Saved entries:

▶

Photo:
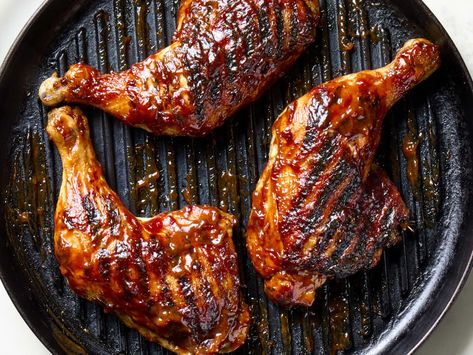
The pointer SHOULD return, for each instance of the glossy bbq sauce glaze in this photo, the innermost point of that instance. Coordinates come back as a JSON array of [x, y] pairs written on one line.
[[227, 52], [321, 209], [173, 277], [268, 338]]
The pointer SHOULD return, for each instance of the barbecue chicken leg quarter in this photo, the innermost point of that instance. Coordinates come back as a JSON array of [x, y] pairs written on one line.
[[321, 209], [174, 277], [224, 54]]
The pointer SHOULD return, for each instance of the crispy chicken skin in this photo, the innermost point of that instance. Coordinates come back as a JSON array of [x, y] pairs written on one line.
[[173, 277], [224, 54], [321, 209]]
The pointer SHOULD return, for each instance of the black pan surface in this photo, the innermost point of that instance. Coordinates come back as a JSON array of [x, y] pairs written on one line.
[[389, 309]]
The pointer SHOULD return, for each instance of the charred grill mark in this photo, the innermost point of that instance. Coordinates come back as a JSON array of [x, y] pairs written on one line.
[[343, 176], [93, 214], [294, 29], [191, 311], [279, 31], [265, 28], [341, 209], [104, 259], [325, 155]]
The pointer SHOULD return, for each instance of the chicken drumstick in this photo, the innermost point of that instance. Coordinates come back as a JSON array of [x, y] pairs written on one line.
[[173, 277], [320, 208], [224, 54]]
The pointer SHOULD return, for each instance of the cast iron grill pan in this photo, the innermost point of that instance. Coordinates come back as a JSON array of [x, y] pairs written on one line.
[[388, 309]]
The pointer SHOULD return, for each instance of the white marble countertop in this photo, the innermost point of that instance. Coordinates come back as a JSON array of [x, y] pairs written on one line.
[[454, 335]]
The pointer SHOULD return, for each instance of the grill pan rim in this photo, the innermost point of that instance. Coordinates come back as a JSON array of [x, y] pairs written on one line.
[[49, 342]]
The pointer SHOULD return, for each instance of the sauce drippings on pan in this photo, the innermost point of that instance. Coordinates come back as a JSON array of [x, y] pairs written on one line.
[[410, 149]]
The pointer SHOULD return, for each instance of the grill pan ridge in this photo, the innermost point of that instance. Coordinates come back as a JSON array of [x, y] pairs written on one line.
[[388, 309]]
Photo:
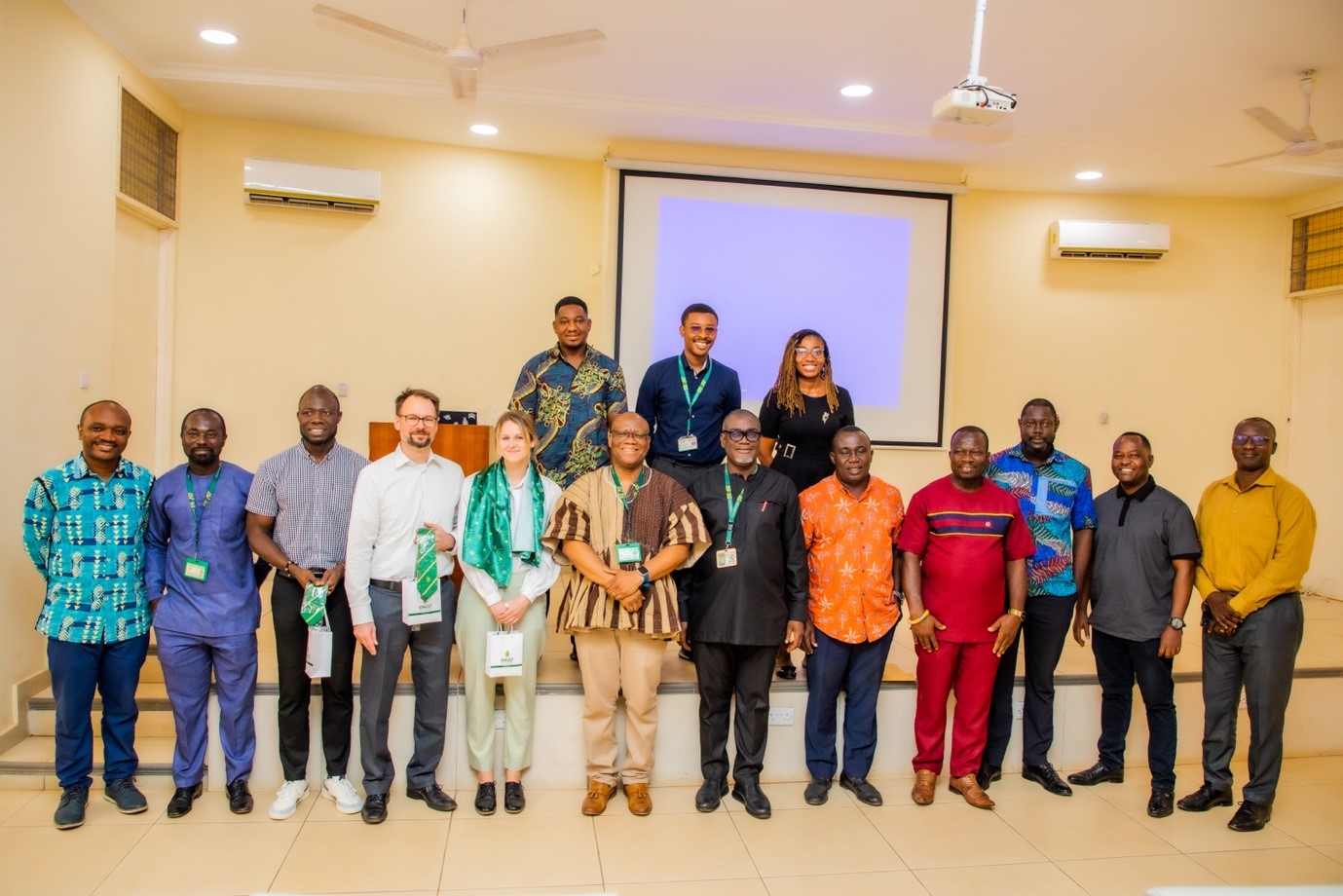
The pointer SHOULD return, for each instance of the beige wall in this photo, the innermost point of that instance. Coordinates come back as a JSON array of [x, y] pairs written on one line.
[[59, 114], [452, 285]]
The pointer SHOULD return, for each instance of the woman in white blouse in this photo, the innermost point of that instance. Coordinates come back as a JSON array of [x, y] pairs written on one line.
[[506, 573]]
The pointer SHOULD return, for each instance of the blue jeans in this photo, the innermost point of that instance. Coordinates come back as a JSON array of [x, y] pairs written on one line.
[[1119, 664], [856, 669], [77, 670]]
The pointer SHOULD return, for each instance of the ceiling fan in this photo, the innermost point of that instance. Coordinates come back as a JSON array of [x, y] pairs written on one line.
[[1299, 142], [463, 58]]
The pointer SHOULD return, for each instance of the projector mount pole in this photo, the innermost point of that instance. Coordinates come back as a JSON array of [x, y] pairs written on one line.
[[974, 78]]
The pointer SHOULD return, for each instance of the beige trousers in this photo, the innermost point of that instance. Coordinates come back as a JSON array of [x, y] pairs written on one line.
[[616, 661]]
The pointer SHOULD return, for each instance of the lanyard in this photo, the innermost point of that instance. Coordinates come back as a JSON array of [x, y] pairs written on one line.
[[733, 504], [627, 500], [685, 387], [191, 500]]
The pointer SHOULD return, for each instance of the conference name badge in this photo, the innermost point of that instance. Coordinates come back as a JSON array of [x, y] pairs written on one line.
[[418, 610]]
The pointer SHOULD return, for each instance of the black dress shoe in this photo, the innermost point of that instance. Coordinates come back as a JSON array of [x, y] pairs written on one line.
[[711, 794], [1046, 778], [240, 799], [1250, 817], [748, 794], [432, 797], [181, 800], [1162, 803], [514, 800], [1098, 774], [375, 809], [1205, 799], [861, 789], [818, 792], [485, 799]]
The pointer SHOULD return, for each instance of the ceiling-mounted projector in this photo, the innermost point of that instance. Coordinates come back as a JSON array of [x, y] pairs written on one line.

◀

**WHAT YOU SHOULD DO:** In the entries above, find the line containing "The pointer SHOULD return, for each instance of the lanyard". Set down that line and every line after it through the last one, exactly and alone.

**EXPECTED ANSWER:**
The pointer SHOULD return, for each instance of the lanyard in this photo, the innermost point of that instance. Coordinates come back as a JSON array of [x, y] pairs written on one line.
[[733, 504], [627, 500], [685, 387], [191, 500]]
The pointer SHOULD return, for each instance of the conference name badge in this photo, the innermost point of that instance. Coordinates come back as a JSON array of [x, y] pairs written on one line.
[[418, 610]]
The pointer SHOULD return, for each instance of the black dress shoe in this photo, the innermost point of that instance. Coordinates come back as a JSON array of [x, y] pairs written on one line.
[[711, 794], [1046, 778], [240, 799], [1250, 817], [748, 794], [432, 797], [181, 800], [1162, 803], [514, 800], [1098, 774], [375, 809], [1205, 799], [861, 789], [818, 792], [485, 799]]
The pointer SHOULD return, for each instance of the ceiling-mounted projector in this photo, the innermost point of that instance. Coordinates come back as a JSON array of [x, y] pairs written on one line.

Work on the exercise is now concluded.